## Goal
Can you give the lines below as a JSON list of strings, one string per line, with blank lines omitted?

## Extracted material
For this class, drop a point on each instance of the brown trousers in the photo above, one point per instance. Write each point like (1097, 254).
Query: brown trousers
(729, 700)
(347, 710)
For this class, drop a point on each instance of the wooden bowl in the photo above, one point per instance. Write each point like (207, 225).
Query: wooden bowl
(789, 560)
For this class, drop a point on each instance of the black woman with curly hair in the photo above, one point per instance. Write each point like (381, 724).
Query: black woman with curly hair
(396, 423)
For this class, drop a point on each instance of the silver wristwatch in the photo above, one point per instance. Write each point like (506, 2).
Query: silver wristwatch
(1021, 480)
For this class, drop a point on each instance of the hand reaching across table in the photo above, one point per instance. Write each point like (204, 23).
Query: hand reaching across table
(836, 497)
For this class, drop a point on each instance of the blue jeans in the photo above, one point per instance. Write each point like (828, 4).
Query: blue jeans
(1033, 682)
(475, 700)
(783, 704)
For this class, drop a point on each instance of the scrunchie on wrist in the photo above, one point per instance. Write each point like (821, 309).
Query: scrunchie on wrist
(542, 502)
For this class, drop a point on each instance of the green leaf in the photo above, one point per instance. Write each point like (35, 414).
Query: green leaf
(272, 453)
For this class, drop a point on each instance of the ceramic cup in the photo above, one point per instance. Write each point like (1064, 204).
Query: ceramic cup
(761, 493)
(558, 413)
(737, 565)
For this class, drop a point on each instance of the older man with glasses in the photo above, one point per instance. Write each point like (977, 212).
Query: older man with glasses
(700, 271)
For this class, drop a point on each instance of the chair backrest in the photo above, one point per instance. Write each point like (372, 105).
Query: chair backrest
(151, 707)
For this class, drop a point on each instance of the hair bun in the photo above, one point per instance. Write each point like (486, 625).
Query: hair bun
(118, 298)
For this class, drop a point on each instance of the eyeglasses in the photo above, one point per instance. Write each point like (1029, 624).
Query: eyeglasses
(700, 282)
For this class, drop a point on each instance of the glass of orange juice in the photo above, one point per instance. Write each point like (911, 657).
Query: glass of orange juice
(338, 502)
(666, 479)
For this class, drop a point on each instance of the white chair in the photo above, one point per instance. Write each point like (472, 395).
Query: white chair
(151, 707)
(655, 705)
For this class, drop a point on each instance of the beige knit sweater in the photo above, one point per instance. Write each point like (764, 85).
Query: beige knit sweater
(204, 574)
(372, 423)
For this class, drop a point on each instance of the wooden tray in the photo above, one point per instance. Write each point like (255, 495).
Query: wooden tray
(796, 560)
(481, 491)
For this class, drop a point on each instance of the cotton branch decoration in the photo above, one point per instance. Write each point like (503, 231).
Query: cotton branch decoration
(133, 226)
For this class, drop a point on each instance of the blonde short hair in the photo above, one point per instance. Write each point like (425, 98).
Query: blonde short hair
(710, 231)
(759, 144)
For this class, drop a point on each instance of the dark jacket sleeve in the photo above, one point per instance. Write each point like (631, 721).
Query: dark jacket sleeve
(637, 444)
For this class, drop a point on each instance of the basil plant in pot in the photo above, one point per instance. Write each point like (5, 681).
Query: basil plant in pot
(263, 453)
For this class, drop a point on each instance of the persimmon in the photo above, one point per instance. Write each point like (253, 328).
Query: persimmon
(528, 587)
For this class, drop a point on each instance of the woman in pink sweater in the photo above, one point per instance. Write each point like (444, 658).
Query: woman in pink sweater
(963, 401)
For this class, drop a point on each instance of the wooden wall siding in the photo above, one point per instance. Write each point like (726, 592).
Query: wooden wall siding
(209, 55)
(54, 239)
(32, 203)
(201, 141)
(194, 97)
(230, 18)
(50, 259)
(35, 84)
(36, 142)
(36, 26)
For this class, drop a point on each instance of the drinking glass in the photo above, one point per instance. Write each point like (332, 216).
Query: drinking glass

## The output
[
  "For this class, drop a point on each instance of the brown trousers in the photo above, one point per instance. Write each point like (1097, 254).",
  "Query: brown trousers",
  "(729, 700)",
  "(347, 710)",
  "For this class, drop a point on each instance of the wooden bowl in the photo above, one point per instance. Write each point like (207, 225).",
  "Query: wooden bowl",
  "(789, 560)",
  "For this class, drop a point on each instance of the black woman with curly hair in the photo above, one point per instance. Write each point like (381, 724).",
  "Query: black woman with curly hair",
  "(396, 423)",
  "For this class, drop a point on each instance of the silver wristwatch in the photo above, one point per instance. Write each point like (506, 2).",
  "Query: silver wristwatch",
  "(1021, 480)",
  "For this class, drop a point on each instance of the hand reaching across table in the photo above, one point per instance. Write each point like (204, 23).",
  "Query: hand reaching across table",
  "(836, 497)",
  "For this class, drop a point on each instance of the blue jeans in the photo above, one point per instance. Write each point like (828, 4).",
  "Query: blue jeans",
  "(1033, 682)",
  "(475, 700)",
  "(783, 704)",
  "For this class, drop a point on each instance of the scrunchie on wrist in the photo above, one point per instance. Write each point like (821, 309).",
  "Query: scrunchie on wrist",
  "(542, 502)",
  "For this class, drop a point on each instance of the green leaf in the photo above, one point per instance. Write each point like (35, 414).",
  "Query: green leaf",
  "(272, 453)",
  "For this class, drop a point on each instance of the ceramic cup in the photo above, one point per instance. Write each point like (1064, 204).",
  "Query: ceramic cup",
  "(761, 493)",
  "(558, 413)",
  "(737, 565)",
  "For this class, drop a point on each instance of the older man with glasses in the photo above, one point per instance. Write each point like (977, 212).",
  "Query: older man with glasses",
  "(700, 271)",
  "For this class, drop a point on each instance of the chair backrest in the photo above, one point per instance. Write each point like (372, 105).",
  "Query: chair backrest",
  "(151, 707)",
  "For this class, drop a point on each instance of the hair bun in the photo above, one point per instance. Write each point like (486, 625).",
  "Query: hair bun",
  "(118, 298)",
  "For this class, drop a point on each instance of the eyeglasses in the photo above, one point per instance. Write each point like (1029, 624).",
  "Query: eyeglasses",
  "(700, 282)",
  "For this class, drop a point on each instance of the glass of orange juice in the photo above, one point per instance. Write each point like (911, 657).",
  "Query: glass of orange juice",
  "(338, 502)",
  "(666, 479)",
  "For this class, drop a point on each instance of the white chair in the photo above, one point per instance. Write each point like (472, 395).",
  "Query: white chair",
  "(151, 707)",
  "(655, 705)",
  "For this class, drop a point on each instance of the beige knit sweater in the photo above, one point per instance. Write each point like (764, 85).",
  "Query: beige knit sweater",
  "(204, 574)",
  "(372, 423)",
  "For this class, drop a point on each instance of the wooden tray in the photo above, one point per instance. Write each point like (255, 495).",
  "Query: wooden tray",
  "(796, 560)",
  "(481, 491)",
  "For this class, drop a point on each instance of the cotton branch decoration in the photo above, one point per instance. Write each point like (503, 231).",
  "Query: cotton branch decoration",
  "(133, 226)",
  "For this class, drop a point on each instance of the blonde short hair in the photo above, one point per instance. Write each point like (425, 98).",
  "Query: blonde short hair",
  "(710, 231)",
  "(759, 144)",
  "For this class, drop a point on each instance of the dark jacket sleeve in the photo above, one point per instance. Write each point like (631, 721).",
  "Query: dark jacket sleeve",
  "(637, 444)",
  "For this class, drop a point on each instance of the basil plant in pot in the photo above, one point per instance. Write each point like (5, 681).",
  "Query: basil plant in pot",
  "(263, 453)",
  "For this class, drop a point on each instance of the persimmon in the photo above, one point per instance. Write each point like (253, 328).",
  "Query: persimmon",
  "(528, 587)",
  "For this class, drop a point on each instance of the woman in pink sweater in the photo above, one point per instance. Write each point like (444, 658).",
  "Query: woman in pink sweater",
  "(963, 401)",
  "For this class, drop a point on each instance of the wooden wall siding in the photo above, one point per instance. Write each point like (726, 592).",
  "Query: wooden wall siding",
  "(209, 55)",
  "(54, 239)",
  "(32, 203)",
  "(201, 141)",
  "(194, 97)",
  "(230, 18)",
  "(50, 259)",
  "(35, 84)",
  "(36, 142)",
  "(36, 26)",
  "For this class, drop a point on each instance of the drinking glass in the photo above, one point per instance. Write each point like (332, 216).",
  "Query: drinking glass"
]